- **SUPPLIED MATERIAL**:
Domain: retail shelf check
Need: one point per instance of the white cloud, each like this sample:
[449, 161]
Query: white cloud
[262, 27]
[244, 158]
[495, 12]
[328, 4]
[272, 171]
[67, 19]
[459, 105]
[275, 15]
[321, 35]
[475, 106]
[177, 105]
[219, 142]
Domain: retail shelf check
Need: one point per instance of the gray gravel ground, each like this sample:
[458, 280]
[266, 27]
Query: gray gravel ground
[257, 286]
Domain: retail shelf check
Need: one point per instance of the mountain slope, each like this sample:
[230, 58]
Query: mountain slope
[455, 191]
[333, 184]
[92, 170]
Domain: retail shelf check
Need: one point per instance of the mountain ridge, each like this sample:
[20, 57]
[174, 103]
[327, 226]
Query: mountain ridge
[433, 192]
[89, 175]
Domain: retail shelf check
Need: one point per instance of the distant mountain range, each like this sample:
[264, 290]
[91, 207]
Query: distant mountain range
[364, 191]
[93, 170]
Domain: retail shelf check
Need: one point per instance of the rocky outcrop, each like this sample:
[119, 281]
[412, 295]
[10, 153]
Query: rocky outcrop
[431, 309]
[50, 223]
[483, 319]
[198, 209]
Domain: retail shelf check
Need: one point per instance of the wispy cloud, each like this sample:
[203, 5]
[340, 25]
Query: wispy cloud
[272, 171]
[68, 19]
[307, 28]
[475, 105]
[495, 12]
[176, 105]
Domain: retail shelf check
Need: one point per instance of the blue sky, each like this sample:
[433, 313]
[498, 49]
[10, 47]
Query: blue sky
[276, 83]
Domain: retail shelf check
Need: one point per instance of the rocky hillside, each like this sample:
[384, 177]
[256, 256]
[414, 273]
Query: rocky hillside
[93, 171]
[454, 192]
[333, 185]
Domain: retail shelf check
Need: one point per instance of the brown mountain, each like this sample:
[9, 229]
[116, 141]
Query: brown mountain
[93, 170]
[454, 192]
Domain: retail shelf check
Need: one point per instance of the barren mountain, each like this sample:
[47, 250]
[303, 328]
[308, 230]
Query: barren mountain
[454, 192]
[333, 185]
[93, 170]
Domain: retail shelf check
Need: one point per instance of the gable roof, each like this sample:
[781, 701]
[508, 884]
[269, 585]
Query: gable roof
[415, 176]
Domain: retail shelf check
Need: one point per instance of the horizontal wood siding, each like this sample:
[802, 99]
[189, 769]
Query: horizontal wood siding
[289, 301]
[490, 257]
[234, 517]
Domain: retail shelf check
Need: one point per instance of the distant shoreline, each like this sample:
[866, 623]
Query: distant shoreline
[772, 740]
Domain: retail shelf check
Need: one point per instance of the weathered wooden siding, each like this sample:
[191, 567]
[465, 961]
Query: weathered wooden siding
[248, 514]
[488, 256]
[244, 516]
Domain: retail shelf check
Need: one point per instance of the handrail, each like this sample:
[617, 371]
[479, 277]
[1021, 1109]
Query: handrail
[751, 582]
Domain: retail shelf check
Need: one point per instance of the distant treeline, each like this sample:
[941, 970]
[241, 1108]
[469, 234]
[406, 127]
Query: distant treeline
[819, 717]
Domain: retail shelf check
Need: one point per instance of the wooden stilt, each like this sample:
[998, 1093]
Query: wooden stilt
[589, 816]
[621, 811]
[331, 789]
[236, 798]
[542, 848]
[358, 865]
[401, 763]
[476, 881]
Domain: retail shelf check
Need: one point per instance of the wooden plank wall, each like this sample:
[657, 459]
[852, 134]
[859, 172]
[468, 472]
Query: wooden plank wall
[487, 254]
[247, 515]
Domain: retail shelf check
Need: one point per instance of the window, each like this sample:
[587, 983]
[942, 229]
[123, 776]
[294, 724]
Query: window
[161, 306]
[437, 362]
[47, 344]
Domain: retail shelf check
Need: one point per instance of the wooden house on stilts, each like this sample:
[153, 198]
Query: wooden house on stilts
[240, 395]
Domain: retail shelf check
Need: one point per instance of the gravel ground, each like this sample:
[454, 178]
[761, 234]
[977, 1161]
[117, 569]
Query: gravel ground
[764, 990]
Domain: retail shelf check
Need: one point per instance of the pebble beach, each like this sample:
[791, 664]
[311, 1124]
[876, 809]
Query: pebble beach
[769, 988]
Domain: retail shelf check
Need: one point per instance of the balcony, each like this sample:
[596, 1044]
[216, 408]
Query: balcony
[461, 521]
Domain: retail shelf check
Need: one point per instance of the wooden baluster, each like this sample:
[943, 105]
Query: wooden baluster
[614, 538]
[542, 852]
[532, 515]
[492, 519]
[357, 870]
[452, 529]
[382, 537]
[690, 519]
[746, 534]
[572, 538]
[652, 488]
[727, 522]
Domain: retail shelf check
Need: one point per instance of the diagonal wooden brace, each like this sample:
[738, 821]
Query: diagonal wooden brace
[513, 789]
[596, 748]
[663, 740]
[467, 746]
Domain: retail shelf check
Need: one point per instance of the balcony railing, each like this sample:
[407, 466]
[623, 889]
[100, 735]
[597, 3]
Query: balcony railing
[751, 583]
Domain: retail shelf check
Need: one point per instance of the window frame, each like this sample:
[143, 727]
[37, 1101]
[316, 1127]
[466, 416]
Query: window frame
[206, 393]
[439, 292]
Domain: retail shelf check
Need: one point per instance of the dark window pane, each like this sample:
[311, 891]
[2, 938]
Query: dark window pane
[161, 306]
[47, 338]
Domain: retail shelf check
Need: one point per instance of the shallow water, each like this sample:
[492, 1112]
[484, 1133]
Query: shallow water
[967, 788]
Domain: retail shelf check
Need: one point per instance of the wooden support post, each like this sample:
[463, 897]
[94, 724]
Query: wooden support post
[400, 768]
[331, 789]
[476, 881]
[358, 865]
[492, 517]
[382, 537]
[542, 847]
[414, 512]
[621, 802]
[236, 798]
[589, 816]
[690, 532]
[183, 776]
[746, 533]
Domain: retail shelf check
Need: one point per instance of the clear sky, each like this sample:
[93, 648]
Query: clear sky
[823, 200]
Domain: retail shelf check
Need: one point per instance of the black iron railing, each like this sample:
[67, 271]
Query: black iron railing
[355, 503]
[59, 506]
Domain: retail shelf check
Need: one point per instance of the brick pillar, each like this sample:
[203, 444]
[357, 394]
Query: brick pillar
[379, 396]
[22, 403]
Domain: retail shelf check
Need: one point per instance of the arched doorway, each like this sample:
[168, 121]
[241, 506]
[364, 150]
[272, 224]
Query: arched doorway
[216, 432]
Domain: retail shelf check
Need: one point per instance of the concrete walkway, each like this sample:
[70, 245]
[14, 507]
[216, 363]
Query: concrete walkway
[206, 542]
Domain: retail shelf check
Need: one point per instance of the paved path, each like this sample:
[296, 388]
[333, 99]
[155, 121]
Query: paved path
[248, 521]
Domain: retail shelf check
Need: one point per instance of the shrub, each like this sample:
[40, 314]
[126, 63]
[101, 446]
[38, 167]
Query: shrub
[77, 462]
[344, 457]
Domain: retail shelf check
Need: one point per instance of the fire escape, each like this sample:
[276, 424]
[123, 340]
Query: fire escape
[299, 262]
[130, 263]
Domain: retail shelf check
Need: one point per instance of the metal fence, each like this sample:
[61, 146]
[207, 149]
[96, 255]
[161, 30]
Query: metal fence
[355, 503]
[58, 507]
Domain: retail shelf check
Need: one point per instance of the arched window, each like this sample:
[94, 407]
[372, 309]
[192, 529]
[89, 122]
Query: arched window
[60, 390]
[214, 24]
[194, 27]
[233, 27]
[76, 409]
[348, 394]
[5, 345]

- **TASK ITEM**: From top to bottom, please output the material exactly.

- **EXERCISE ANSWER**:
Domain: retail shelf check
Need: one point per instance of the white cloud, each like this sample:
[449, 161]
Query: white cloud
[262, 27]
[244, 158]
[495, 12]
[328, 4]
[272, 171]
[67, 19]
[459, 105]
[275, 15]
[321, 35]
[475, 106]
[177, 105]
[219, 142]
Domain: retail shelf check
Need: one point per instance of the gray gravel ground, each like this sample:
[458, 280]
[266, 27]
Query: gray gravel ground
[257, 286]
Domain: retail shelf check
Need: one point per instance of the mountain slope, each like this sample:
[230, 58]
Query: mountain slope
[455, 191]
[333, 184]
[92, 170]
Domain: retail shelf check
Need: one point per instance of the mountain ridge, each like this sample:
[20, 57]
[174, 103]
[327, 226]
Query: mountain ridge
[433, 192]
[89, 175]
Domain: retail shelf check
Need: one point per instance of the distant mountain range, each like this sample:
[264, 290]
[91, 207]
Query: distant mountain range
[364, 191]
[93, 170]
Domain: retail shelf check
Need: one point per instance of the rocky outcrop, each like this sample:
[119, 281]
[412, 295]
[10, 153]
Query: rocky outcrop
[431, 309]
[50, 223]
[483, 319]
[198, 209]
Domain: retail shelf check
Need: one point per instance of the wispy cloud, each like this sample:
[203, 5]
[340, 25]
Query: wispy cloud
[272, 171]
[68, 19]
[307, 28]
[475, 105]
[495, 12]
[176, 105]
Domain: retail shelf check
Need: one point per instance of the blue sky, each like this sample:
[433, 313]
[498, 49]
[10, 47]
Query: blue sky
[276, 83]
Domain: retail shelf check
Need: one point per instance of the rocky hillside, each like this sample:
[384, 177]
[256, 256]
[414, 273]
Query: rocky hillside
[93, 171]
[454, 192]
[333, 185]
Domain: retail shelf check
Need: one point per instance of the brown mountain, each like this sample:
[9, 229]
[116, 141]
Query: brown mountain
[93, 170]
[454, 192]
Domain: retail shelf check
Need: one point per instance of the barren mountain, each like this sample:
[47, 250]
[303, 328]
[308, 230]
Query: barren mountain
[454, 192]
[333, 185]
[93, 170]
Domain: retail shelf check
Need: one point per instance of the gable roof, each like this sample:
[781, 701]
[508, 884]
[269, 585]
Query: gable roof
[415, 176]
Domain: retail shelf check
Need: one point per instance of the horizontal wood siding, each like this sample:
[802, 99]
[189, 769]
Query: horizontal wood siding
[289, 301]
[490, 257]
[234, 517]
Domain: retail shelf check
Need: one point per instance of the distant shoreline, each like this sample:
[866, 623]
Query: distant shoreline
[772, 740]
Domain: retail shelf check
Need: one point per instance of the weathered wooden siding, each like this sample:
[191, 567]
[465, 961]
Query: weathered wooden siding
[248, 514]
[488, 256]
[244, 516]
Domain: retail shelf check
Need: one point per instance of the handrail, each like this sample:
[617, 371]
[479, 277]
[1021, 1109]
Query: handrail
[751, 582]
Domain: retail shelf check
Need: one point per instance of the distant treeline, each like this sample:
[941, 970]
[241, 1108]
[469, 234]
[406, 127]
Query: distant treeline
[819, 717]
Domain: retail shelf check
Need: one point per instance of the wooden stilt, each like this sample:
[998, 1093]
Query: wooden stilt
[589, 816]
[621, 811]
[331, 789]
[236, 798]
[542, 848]
[358, 865]
[401, 763]
[476, 881]
Domain: retail shelf check
Need: one point per instance of the wooden plank wall, each like this sample:
[657, 459]
[852, 134]
[859, 172]
[468, 472]
Query: wooden plank wall
[487, 254]
[247, 515]
Domain: retail shelf check
Need: one point per instance of the window, each like this sample:
[587, 983]
[942, 229]
[123, 776]
[294, 724]
Query: window
[161, 306]
[437, 362]
[47, 344]
Domain: retail shelf check
Need: one point per instance of the wooden house on stilts, each like this sample:
[153, 198]
Query: wooden house on stilts
[240, 395]
Domain: retail shelf check
Need: one point per instance of the gravel ground, each like this sample:
[454, 178]
[761, 234]
[977, 1161]
[117, 569]
Query: gravel ground
[764, 990]
Domain: retail shelf check
Need: one point per instance of the pebble beach, each like this sample:
[791, 664]
[311, 1124]
[876, 809]
Query: pebble beach
[769, 988]
Domain: retail shelf check
Need: one point per instance of the balcony, each like this sample:
[596, 1044]
[216, 408]
Query: balcony
[461, 521]
Domain: retail shelf check
Need: one point per instance of the wooden baluster, each like this sample:
[943, 105]
Query: wooden baluster
[614, 538]
[542, 852]
[532, 515]
[492, 519]
[357, 870]
[452, 529]
[382, 537]
[690, 519]
[746, 534]
[572, 538]
[652, 488]
[727, 522]
Domain: retail shelf check
Need: one point per instance of the diagonal wooden brace, each like this sample:
[738, 821]
Query: diagonal wooden brace
[513, 789]
[596, 748]
[663, 740]
[467, 746]
Domain: retail shelf check
Need: one point per instance of the balcony railing, each like this sample:
[407, 466]
[623, 889]
[100, 735]
[597, 3]
Query: balcony railing
[751, 583]
Domain: retail shelf check
Need: one point per instance of the window frame, each like this sample:
[143, 727]
[37, 1101]
[316, 1127]
[466, 416]
Query: window frame
[206, 393]
[439, 292]
Domain: retail shelf check
Need: one point per instance of the dark window pane, each like this sample:
[311, 891]
[2, 938]
Query: dark window pane
[161, 306]
[47, 338]
Domain: retail shelf check
Need: one point per instance of the shallow water, each like this sample:
[492, 1112]
[484, 1133]
Query: shallow water
[967, 788]
Domain: retail shelf check
Need: one point per instance of the wooden support post, each like this sample:
[463, 897]
[94, 724]
Query: wooden support post
[400, 768]
[331, 789]
[476, 881]
[358, 865]
[492, 517]
[382, 537]
[542, 847]
[414, 512]
[621, 802]
[236, 798]
[589, 816]
[690, 532]
[183, 776]
[746, 533]
Domain: retail shelf check
Need: one point per instance of the clear sky, each like this sample:
[93, 648]
Query: clear sky
[823, 200]
Domain: retail shelf check
Need: one point per instance of the black iron railing, each like this sample:
[67, 271]
Query: black iron railing
[355, 503]
[59, 506]
Domain: retail shelf check
Need: one point per instance of the brick pillar, each like this sample:
[203, 444]
[357, 394]
Query: brick pillar
[379, 396]
[22, 403]
Domain: retail shelf check
Need: one point per instance of the arched doorway, each like this sample:
[168, 121]
[241, 506]
[364, 150]
[272, 224]
Query: arched doorway
[216, 432]
Domain: retail shelf check
Need: one point per instance of the concrete walkway, each like this sample:
[70, 245]
[14, 507]
[216, 363]
Query: concrete walkway
[206, 542]
Domain: retail shelf check
Need: one point per instance of the paved path, each like this sample:
[296, 388]
[333, 99]
[155, 121]
Query: paved path
[248, 521]
Domain: retail shelf check
Need: one point per instance of the shrub, each like this sample:
[40, 314]
[126, 63]
[101, 446]
[38, 167]
Query: shrub
[77, 462]
[344, 457]
Domain: retail shelf check
Need: one point per instance of the fire escape, each like this sample:
[276, 424]
[123, 340]
Query: fire escape
[299, 262]
[130, 263]
Domain: retail shelf check
Need: one point per instance of the metal fence, each like this sample:
[61, 146]
[207, 149]
[96, 255]
[161, 30]
Query: metal fence
[355, 503]
[58, 507]
Domain: retail shelf check
Need: one point per instance of the arched window, each like this sample:
[94, 407]
[372, 309]
[192, 529]
[89, 122]
Query: arched window
[60, 390]
[214, 24]
[194, 27]
[233, 27]
[76, 409]
[348, 394]
[5, 345]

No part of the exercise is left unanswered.